Gross margin stayed healthy at 80.8%, which suggests pricing and product mix remain solid. Still, the quarter makes one thing clear: Sun Pharma’s growth story is no longer just about sales; it now depends on how efficiently the company converts that sales momentum into operating leverage.

Specialty portfolio leads the story

The market is increasingly rewarding Sun Pharma’s shift toward specialty and branded assets. In the US, specialty sales crossed USD 1 billion in FY26, and the company said its innovative medicines business is now larger than its generics business there. Key drivers included Winlevi, Ilumya, Cequa, and Odomzo, while Unloxcyt has received a positive physician response and is seeing repeat orders from cancer centers and infusion facilities. These are exactly the kind of assets that can support premium valuations over time.

The company also received USFDA acceptance for the Ilumya BLA in psoriatic arthritis, with an action date set for October 2026. Management retained its high-single-digit revenue growth guidance for FY27E and guided R&D spend at 6%-7% of sales, which signals continued investment rather than short-term margin optimization.

Organon could sharpen the mix

The acquisition of Organon is the strategic wildcard investors should watch. Management described the portfolio as highly complementary, with minimal overlap, and the deal is expected to expand Sun Pharma’s branded and innovative medicine footprint. The company said the combined innovative medicines contribution could rise to 26%-27% after the acquisition, giving the business a richer mix and potentially more resilient earnings.

Problem to work on:
Update the Sun Pharma text by rewriting the part starting at "The company also" and ending at "more resilient earnings.", with "Management" replaced by "Leadership". The records after this text have no role in this work.

Data for analysis:
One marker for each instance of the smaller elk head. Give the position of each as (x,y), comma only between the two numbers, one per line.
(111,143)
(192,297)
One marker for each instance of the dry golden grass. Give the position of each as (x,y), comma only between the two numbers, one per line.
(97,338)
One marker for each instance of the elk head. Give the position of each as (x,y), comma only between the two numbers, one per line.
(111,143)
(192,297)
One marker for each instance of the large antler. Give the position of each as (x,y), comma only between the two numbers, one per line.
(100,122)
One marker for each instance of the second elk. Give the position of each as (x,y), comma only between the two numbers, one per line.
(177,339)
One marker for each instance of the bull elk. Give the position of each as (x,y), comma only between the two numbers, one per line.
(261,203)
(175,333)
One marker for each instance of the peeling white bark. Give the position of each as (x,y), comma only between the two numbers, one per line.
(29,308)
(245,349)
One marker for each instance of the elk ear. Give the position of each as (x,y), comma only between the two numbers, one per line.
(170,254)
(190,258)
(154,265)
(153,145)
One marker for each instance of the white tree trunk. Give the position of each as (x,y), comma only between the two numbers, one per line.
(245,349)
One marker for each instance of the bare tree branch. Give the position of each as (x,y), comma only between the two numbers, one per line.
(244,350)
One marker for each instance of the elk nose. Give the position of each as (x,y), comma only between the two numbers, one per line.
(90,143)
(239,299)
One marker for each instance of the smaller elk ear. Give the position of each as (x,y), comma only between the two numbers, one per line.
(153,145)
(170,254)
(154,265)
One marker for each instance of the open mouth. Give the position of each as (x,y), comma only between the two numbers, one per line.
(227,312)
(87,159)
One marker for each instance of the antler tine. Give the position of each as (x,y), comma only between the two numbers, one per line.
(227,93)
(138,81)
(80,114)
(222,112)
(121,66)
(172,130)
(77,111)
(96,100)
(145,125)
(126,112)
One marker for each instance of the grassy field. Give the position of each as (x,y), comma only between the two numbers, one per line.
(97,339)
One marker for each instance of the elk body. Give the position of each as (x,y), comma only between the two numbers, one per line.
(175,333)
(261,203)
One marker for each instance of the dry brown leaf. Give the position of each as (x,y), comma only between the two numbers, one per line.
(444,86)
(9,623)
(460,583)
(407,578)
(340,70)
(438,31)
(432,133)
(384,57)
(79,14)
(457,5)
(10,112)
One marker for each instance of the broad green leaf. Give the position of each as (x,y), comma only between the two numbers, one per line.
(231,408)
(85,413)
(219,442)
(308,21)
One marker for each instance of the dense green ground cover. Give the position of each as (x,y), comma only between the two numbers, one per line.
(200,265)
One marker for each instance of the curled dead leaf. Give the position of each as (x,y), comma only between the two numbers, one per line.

Answer to the exercise:
The company also received USFDA acceptance for the Ilumya BLA in psoriatic arthritis, with an action date set for October 2026. Leadership retained its high-single-digit revenue growth guidance for FY27E and guided R&D spend at 6%-7% of sales, which signals continued investment rather than short-term margin optimization.

Organon could sharpen the mix

The acquisition of Organon is the strategic wildcard investors should watch. Leadership described the portfolio as highly complementary, with minimal overlap, and the deal is expected to expand Sun Pharma’s branded and innovative medicine footprint. The company said the combined innovative medicines contribution could rise to 26%-27% after the acquisition, giving the business a richer mix and potentially more resilient earnings.